## INSTRUCTIONS FOR THE TASK
Copy out exactly the lines from the one containing "Note: we are tagging the train side" to the last line of the records below, both included, and leave out any pictures.

## MATERIALS PROVIDED
───
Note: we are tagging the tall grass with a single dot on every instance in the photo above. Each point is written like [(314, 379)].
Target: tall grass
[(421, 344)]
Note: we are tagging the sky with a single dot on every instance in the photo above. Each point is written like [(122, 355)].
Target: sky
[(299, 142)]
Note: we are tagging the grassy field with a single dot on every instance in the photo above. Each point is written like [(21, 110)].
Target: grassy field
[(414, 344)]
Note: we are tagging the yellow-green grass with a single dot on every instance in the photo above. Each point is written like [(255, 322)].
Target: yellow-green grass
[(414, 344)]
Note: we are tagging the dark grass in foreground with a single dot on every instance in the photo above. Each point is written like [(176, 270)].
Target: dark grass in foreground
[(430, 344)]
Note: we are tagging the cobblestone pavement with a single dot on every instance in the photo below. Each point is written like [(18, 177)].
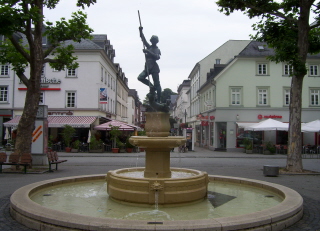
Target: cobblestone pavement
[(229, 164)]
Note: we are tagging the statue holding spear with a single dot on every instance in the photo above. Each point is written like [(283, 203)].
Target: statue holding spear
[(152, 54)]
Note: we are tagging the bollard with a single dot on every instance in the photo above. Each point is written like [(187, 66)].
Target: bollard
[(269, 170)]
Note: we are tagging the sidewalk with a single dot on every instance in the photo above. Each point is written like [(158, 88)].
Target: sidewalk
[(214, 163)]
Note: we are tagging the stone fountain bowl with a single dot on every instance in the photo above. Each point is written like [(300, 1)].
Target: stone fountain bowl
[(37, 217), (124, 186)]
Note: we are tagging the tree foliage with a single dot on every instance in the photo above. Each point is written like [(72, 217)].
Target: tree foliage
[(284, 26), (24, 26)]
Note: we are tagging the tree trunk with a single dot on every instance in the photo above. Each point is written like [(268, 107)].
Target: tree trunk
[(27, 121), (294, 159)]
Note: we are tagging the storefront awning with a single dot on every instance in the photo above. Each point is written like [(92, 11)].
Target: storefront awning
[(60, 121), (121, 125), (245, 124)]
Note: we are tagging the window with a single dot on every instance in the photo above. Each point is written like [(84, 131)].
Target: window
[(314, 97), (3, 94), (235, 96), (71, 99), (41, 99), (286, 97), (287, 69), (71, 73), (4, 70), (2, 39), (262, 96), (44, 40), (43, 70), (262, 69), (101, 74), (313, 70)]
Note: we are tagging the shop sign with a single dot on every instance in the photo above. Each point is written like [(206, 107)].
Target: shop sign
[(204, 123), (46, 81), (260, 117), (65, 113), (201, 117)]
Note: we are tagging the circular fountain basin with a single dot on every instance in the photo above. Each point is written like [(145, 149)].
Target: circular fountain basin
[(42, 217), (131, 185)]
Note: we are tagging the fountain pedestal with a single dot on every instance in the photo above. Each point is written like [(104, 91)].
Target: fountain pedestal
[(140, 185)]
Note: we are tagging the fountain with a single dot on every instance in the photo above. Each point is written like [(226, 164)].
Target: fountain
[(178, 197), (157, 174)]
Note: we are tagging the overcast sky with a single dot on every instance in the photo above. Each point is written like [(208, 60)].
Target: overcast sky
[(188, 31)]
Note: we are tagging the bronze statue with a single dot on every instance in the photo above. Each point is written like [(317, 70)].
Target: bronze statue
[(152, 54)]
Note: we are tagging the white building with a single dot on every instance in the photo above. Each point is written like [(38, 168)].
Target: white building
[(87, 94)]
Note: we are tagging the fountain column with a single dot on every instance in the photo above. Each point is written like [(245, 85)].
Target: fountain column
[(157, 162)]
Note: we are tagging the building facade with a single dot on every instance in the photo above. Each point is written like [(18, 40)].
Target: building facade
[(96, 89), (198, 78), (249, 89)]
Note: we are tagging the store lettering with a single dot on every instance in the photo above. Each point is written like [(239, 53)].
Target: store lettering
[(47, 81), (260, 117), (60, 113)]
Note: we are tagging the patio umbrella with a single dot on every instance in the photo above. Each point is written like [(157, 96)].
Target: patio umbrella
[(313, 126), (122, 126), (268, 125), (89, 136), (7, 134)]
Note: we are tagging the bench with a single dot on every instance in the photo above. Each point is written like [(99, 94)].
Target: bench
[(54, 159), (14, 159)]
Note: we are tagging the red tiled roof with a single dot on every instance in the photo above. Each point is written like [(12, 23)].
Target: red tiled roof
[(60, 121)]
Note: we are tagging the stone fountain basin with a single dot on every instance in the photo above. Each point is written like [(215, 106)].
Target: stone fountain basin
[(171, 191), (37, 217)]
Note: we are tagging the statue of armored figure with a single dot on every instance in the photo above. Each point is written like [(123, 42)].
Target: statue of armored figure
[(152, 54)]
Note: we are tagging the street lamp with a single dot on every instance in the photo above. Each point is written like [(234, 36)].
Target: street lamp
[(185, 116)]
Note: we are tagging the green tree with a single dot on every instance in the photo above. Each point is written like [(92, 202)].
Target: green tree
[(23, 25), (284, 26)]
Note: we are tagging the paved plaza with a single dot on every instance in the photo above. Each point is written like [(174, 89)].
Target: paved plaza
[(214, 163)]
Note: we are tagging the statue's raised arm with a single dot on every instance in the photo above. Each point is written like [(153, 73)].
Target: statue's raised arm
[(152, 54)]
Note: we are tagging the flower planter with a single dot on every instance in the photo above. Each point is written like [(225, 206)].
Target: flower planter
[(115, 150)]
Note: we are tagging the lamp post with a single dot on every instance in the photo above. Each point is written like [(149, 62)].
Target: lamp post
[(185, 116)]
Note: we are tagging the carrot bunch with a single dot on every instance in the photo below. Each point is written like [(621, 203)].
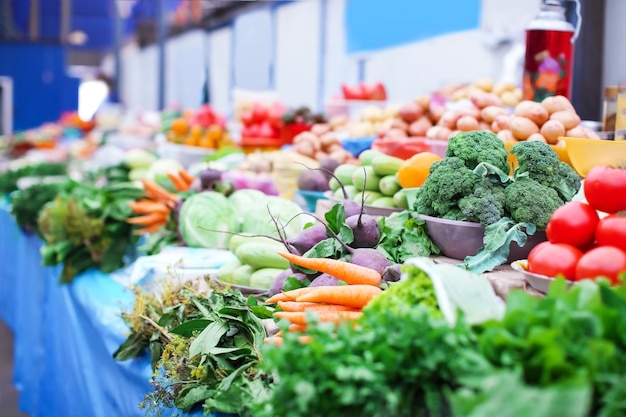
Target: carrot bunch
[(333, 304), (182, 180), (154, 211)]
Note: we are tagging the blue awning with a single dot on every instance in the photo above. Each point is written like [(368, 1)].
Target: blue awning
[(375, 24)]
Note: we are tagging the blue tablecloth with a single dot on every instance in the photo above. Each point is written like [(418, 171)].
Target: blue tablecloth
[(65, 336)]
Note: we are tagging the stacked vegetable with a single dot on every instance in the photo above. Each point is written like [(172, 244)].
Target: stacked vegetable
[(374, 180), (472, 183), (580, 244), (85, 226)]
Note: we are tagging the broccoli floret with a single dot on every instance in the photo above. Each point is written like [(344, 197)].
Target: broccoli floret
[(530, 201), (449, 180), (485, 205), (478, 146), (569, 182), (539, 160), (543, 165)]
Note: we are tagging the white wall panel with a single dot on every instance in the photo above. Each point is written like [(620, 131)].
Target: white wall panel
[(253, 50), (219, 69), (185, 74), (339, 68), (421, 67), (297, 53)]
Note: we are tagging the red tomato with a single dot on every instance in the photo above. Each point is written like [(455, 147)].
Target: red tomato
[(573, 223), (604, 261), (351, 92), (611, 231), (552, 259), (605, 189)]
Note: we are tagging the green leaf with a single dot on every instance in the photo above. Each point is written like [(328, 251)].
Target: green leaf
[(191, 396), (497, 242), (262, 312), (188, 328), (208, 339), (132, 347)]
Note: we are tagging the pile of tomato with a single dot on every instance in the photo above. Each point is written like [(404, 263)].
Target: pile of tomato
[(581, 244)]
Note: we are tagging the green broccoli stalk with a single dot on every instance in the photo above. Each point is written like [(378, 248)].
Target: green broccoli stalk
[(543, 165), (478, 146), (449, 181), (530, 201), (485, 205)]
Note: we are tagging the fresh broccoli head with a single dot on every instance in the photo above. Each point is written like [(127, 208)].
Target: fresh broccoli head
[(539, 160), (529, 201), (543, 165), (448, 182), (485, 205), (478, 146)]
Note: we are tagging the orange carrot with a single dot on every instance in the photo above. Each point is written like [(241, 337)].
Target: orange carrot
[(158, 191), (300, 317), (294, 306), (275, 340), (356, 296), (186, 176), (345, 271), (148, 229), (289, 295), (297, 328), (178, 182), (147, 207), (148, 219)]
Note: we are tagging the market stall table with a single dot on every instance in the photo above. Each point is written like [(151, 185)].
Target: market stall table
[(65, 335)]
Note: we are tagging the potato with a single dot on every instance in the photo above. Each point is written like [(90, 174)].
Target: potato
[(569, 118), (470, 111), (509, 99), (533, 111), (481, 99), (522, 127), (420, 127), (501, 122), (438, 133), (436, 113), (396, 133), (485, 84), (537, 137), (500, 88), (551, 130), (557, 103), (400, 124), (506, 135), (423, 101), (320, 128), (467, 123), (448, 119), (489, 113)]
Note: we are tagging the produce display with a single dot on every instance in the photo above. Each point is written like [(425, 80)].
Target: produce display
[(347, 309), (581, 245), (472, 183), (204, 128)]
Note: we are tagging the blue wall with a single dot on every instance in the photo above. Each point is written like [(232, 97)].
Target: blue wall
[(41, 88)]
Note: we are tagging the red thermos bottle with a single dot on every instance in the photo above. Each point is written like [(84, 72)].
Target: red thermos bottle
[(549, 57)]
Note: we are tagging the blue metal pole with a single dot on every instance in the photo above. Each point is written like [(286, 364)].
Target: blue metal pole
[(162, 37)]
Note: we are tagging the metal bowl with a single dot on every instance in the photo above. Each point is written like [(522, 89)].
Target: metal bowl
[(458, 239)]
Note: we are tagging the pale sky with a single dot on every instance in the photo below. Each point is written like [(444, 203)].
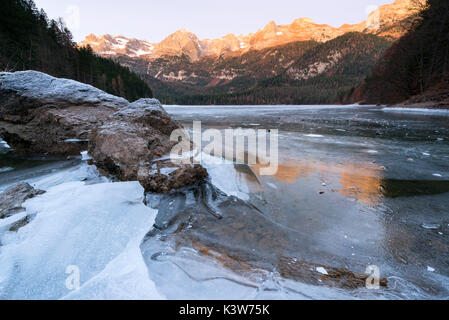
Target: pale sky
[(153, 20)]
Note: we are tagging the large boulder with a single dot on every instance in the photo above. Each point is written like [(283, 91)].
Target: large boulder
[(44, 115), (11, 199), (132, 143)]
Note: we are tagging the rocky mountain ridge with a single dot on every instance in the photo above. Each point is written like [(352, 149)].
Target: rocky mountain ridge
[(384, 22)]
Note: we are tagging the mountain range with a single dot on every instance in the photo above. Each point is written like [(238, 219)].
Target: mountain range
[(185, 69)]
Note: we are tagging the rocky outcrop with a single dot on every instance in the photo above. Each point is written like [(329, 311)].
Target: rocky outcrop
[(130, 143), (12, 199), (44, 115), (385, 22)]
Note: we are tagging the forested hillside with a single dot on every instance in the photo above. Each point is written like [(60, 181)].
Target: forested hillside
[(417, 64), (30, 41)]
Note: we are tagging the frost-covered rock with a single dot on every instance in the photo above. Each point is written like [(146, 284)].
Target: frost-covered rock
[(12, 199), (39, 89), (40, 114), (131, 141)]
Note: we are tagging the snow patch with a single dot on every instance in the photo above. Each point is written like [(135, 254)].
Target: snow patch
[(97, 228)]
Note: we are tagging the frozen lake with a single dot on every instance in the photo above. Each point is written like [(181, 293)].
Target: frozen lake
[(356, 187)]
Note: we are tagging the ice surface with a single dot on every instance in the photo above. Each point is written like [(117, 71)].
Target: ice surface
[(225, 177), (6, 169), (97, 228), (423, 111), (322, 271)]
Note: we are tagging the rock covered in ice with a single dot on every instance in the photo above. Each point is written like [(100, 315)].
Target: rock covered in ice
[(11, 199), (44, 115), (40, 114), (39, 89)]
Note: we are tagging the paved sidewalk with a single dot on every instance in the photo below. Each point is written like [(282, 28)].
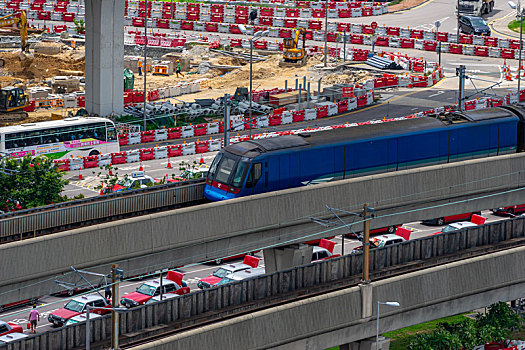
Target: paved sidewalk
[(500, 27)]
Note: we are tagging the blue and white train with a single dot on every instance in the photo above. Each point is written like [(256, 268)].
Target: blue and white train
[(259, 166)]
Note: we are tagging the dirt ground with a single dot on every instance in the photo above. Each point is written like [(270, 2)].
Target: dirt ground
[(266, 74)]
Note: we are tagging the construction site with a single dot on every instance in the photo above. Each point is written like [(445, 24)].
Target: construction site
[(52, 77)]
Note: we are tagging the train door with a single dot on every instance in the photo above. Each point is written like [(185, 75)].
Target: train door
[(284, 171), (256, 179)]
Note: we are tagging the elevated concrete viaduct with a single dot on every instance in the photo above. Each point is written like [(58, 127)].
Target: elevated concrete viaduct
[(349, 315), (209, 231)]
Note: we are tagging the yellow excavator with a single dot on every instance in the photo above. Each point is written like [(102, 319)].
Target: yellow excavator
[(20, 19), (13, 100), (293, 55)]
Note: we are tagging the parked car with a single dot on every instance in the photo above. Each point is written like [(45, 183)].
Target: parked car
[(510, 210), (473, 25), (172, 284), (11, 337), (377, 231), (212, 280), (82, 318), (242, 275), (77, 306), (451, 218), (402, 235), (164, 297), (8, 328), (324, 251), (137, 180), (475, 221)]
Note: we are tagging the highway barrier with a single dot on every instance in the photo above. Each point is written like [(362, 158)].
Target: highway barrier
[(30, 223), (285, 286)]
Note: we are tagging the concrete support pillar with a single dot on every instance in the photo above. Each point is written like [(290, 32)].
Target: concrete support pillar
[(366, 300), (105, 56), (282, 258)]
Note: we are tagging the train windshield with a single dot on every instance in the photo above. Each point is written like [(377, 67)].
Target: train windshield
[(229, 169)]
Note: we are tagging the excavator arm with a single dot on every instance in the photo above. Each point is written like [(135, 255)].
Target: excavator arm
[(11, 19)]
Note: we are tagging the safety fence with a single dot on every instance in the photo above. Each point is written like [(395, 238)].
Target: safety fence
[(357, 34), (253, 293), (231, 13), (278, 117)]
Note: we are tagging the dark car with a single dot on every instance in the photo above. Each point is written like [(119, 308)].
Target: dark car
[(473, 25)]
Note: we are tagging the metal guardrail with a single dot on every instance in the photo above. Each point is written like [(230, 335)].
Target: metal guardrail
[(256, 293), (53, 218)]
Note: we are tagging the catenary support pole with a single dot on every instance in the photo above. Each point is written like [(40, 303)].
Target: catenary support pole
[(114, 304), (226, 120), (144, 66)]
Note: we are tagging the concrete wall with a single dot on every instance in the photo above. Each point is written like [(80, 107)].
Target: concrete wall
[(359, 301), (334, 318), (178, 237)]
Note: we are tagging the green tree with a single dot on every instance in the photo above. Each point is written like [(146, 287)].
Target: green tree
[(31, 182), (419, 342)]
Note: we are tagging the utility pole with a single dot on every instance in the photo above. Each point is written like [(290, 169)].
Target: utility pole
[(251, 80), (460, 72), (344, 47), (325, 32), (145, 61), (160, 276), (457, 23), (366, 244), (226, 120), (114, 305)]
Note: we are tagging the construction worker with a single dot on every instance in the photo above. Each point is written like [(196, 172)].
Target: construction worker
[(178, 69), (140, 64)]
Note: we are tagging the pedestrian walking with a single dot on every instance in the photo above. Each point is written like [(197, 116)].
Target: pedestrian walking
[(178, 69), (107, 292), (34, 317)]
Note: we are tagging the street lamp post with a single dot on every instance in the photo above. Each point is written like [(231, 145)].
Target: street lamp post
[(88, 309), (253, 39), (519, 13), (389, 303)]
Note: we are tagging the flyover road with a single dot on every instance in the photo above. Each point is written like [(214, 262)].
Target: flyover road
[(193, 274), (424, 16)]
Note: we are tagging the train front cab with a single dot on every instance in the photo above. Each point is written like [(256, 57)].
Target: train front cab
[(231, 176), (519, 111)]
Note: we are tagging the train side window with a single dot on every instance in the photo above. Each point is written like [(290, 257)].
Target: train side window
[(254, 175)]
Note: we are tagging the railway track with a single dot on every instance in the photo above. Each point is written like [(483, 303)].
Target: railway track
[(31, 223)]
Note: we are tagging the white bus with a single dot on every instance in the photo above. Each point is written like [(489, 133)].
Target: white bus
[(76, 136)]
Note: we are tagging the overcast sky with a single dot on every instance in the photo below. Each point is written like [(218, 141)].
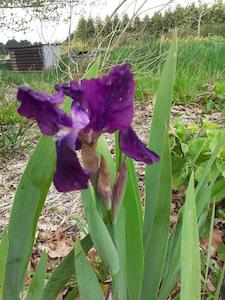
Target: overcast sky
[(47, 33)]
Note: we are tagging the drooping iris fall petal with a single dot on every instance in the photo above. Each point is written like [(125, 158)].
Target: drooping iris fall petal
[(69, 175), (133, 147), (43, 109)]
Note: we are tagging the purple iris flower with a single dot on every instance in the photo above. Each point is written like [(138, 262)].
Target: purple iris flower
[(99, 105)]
───
## ANSWER BELOW
Note: we are tagging the train side window with a single dot on every instance in the photo above. Each point is written like [(290, 257)].
Target: train side window
[(254, 175)]
Note: we are tagging the railway track with a single dot on every instance in the photo above. Each point is written like [(483, 303)].
Target: railway track
[(31, 223)]
Note: we are tagging the white bus with a single dot on every instance in the photo above. Each point is written like [(489, 133)].
Target: white bus
[(76, 136)]
Note: we are tagging the overcast sky with a single dot on every instance in the photo below. Each point is written like [(218, 141)].
Target: overcast sky
[(47, 33)]
Note: we are tagging the drooping iris fall petal with a single dot on every instance in the photo above. Each point is written like [(125, 158)].
Target: drooping iris fall petal
[(69, 175), (133, 147), (43, 109)]
Note: we are tagging the purple iris flower with a single dot on every instance in the photo above. Each point is written like [(138, 262)].
Target: purple iris flower
[(99, 105)]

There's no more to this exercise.